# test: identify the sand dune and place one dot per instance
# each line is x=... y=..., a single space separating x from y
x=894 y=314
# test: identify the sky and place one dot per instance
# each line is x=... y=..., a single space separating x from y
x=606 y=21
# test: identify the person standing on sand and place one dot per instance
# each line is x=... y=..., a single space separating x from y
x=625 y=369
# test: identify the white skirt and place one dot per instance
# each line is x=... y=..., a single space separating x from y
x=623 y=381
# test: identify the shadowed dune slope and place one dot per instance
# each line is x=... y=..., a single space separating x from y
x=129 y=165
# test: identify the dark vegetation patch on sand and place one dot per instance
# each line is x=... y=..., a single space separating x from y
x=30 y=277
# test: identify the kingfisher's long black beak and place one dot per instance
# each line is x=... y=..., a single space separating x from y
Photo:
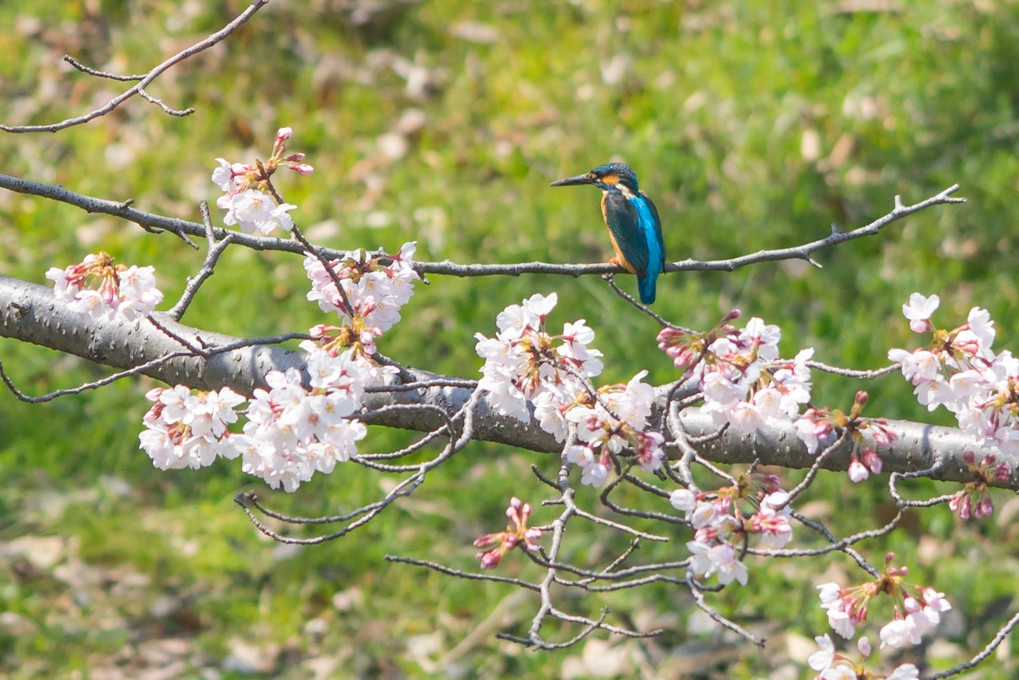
x=586 y=178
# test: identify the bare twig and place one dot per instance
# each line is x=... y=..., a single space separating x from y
x=145 y=81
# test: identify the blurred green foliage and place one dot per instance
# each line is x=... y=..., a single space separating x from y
x=752 y=125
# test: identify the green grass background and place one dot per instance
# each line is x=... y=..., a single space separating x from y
x=752 y=125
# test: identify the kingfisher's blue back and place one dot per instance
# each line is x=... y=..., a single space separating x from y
x=633 y=223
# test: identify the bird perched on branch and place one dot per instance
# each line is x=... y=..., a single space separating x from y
x=632 y=220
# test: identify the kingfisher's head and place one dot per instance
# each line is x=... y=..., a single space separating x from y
x=606 y=177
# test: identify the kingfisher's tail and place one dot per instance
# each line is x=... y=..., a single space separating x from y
x=646 y=289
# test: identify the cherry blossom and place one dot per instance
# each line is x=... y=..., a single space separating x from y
x=249 y=198
x=517 y=533
x=104 y=291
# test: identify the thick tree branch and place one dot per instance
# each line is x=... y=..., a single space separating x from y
x=31 y=313
x=184 y=228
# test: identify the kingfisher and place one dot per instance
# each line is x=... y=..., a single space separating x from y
x=633 y=223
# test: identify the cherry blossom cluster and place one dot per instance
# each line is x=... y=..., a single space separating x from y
x=106 y=291
x=290 y=432
x=376 y=285
x=249 y=198
x=721 y=525
x=744 y=382
x=972 y=500
x=817 y=427
x=832 y=665
x=494 y=545
x=526 y=366
x=917 y=610
x=960 y=371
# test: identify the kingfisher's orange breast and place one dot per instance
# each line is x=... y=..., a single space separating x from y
x=619 y=253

◆ ◆ ◆ ◆ ◆ ◆ ◆

**WHAT THE TASK ASKS**
Quote the lines above word for word, leaving out the pictures.

**EXERCISE ANSWER**
# test: identify the sand dune and place one dot per instance
# each line is x=... y=..., a single space separating x from y
x=894 y=314
# test: identify the sky and place one dot per instance
# each line is x=... y=..., a single space separating x from y
x=606 y=21
# test: identify the person standing on sand and place one dot per instance
# each line is x=... y=..., a single space separating x from y
x=625 y=369
# test: identify the white skirt and place one dot per instance
# each line is x=... y=..., a single space separating x from y
x=623 y=381
# test: identify the shadowed dune slope and place one dot per instance
# each line is x=... y=..., a single space separating x from y
x=129 y=165
# test: identify the dark vegetation patch on sand and place one dot per instance
# each line is x=... y=..., a single space separating x from y
x=30 y=277
# test: identify the kingfisher's long black beak and place one dot per instance
# each line is x=... y=..., a single space separating x from y
Photo:
x=586 y=178
# test: identify the bare twig and place one dot per instance
# each line is x=... y=..., a single space separating x from y
x=145 y=81
# test: identify the blurred green foliage and place one dot per instance
# each line is x=... y=..., a single space separating x from y
x=752 y=125
# test: identify the green grass background and place one dot per instance
# each line is x=... y=..., a single space separating x from y
x=752 y=125
# test: identify the kingfisher's blue back and place one dot per instance
# each line is x=... y=..., a single space separating x from y
x=633 y=223
# test: identify the bird perched on branch and place one dot per instance
# each line is x=... y=..., a single space separating x from y
x=632 y=220
# test: identify the kingfisher's head and place one dot per instance
# each line is x=... y=..., a single space separating x from y
x=606 y=177
# test: identify the kingfisher's tail and place one dot per instance
# each line is x=... y=..., a single space separating x from y
x=646 y=289
# test: identify the cherry blossom and place one dot per instance
# each line is x=... y=..., a single space separating x from y
x=249 y=198
x=517 y=533
x=104 y=291
# test: identify the thick tree branch and place one dot per instance
# each line is x=... y=..., a single space separating x from y
x=31 y=313
x=184 y=228
# test: identify the kingfisher and place one dot per instance
# each line is x=... y=..., a single space separating x from y
x=633 y=223
# test: identify the cherry blossom cluster and place one dot per instance
# each line is x=... y=..., a single space separating x from y
x=106 y=291
x=290 y=432
x=376 y=285
x=249 y=198
x=721 y=525
x=744 y=382
x=972 y=500
x=817 y=427
x=832 y=665
x=494 y=545
x=526 y=366
x=917 y=610
x=960 y=371
# test: identify the kingfisher's orange breast and place one dot per instance
# each line is x=... y=..., a single space separating x from y
x=619 y=253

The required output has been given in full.